**THE TASK**
Change every "keypoint" in the data below to "marker" and write all of it out again with nothing else altered. Leave the pictures out.

**RECORDS SHOWN**
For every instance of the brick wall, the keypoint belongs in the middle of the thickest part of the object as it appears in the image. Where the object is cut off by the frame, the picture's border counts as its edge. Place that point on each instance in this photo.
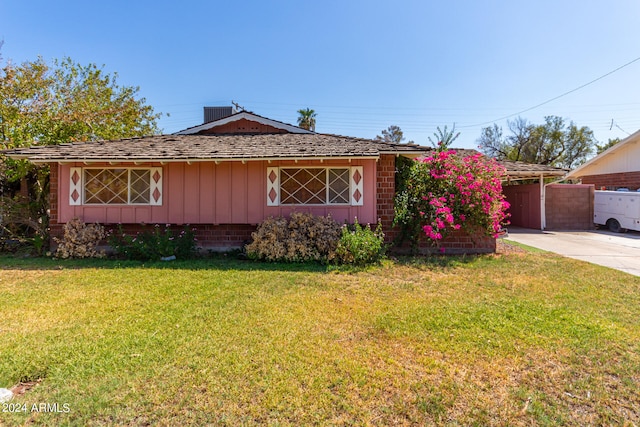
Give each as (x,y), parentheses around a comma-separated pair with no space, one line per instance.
(569,207)
(386,188)
(613,181)
(55,229)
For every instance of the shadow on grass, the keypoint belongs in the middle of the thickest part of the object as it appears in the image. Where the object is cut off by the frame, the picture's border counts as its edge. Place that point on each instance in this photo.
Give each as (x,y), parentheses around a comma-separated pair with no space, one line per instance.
(223,262)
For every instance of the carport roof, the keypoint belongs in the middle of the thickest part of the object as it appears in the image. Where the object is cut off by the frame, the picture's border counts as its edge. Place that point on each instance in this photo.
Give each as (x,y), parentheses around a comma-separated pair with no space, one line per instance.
(522,170)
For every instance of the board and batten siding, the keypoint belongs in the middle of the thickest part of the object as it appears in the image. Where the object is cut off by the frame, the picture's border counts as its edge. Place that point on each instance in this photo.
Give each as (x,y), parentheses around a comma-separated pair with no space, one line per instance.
(208,193)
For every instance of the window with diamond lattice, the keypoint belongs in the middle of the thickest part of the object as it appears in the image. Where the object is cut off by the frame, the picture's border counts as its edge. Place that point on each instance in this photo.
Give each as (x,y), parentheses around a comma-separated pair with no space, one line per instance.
(117,186)
(314,186)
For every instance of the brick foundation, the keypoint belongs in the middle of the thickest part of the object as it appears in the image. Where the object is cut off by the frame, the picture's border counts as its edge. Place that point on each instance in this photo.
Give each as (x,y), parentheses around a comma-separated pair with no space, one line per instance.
(224,237)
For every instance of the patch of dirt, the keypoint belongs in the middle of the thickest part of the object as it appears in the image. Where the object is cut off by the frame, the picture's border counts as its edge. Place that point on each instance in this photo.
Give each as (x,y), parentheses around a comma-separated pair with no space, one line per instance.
(503,247)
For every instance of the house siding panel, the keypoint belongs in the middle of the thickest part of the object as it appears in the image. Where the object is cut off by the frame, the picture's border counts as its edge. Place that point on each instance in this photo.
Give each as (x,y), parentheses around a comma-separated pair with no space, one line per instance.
(191,195)
(613,181)
(240,192)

**WRITTEN ANSWER**
For every instance of the brick wall, the marker belongs in the middle of the thickest part of the object as it appears in the image. Where the object is cut off by the frame, the picture's border counts as its edge. Place that point on each instance in this photo.
Give each as (x,y), parentheses around a comma-separated pair with no space, one line per instance.
(569,207)
(386,188)
(613,181)
(55,229)
For every instance of the shadow on grass, the marker belongs in the middle of the thickest part of the object as it appears in the image. Where the object is cut off by the frame, the picture's border counts as its edge. Place that point on each instance in this photo.
Give each as (x,y), parentheses around a comma-separated pair with no space, one line per instance.
(223,262)
For every instance of the carport roof, the marker belongs in the middle of the thickest part of the object as it appears in the image. Where the object is cut off by the frame, the picture's border counts as its edge. Place that point on each instance in this photo.
Give each as (x,y), parentheses around a comma-separated pair with no space, one line per instance.
(522,170)
For every instance of the board and batten siding, the marker belongs in the middle of the thickest part of the object as it appears in the image. Where the object is cut off by the frame, the picture's border counts as its edge. Place that point on each instance in this photo.
Give each as (x,y), parentheses around a comma-separated pair with no space, one line per instance.
(208,193)
For every instance of the window with diamond lattice, the marker belongs in the middle of the thickest part of the object as it appears in the image. Where the object is cut off by the frame, the picture's border counts as its edge. Place that point on each instance in this photo.
Give each as (x,y), parentheses around a comma-separated pair with no space, one line per instance.
(117,186)
(314,186)
For every instance of the brick foundation, the marker belongs in the middle of the thickest part of the object as it appears in the image. Where the object is cut off by the frame, the picture's border counts as its edge. Place that point on each instance in this photo.
Give each as (x,y), parentheses around a comma-separated pair with no space, one line per instance.
(224,237)
For every instance of the patch of dirt, the marker belongs in the middle of the thickest part of the object as it appears in the image. Where the object is cut off by the frame, the picture's border counts as its edge. Place that point on each instance in this photo.
Give each as (x,y), parentheses around a comma-separated pair with no space, one line per instance.
(503,247)
For every instance of the house siding panel, the marker belongs in the middle of the thickest part of the object as it appears in the image. Where the object is cut off by the frame, the picture's border counts as its edge. Place that point on each instance in this photo.
Give each as (x,y), parentheses around a comma-separated pair with no space, one line per instance.
(191,195)
(613,181)
(240,192)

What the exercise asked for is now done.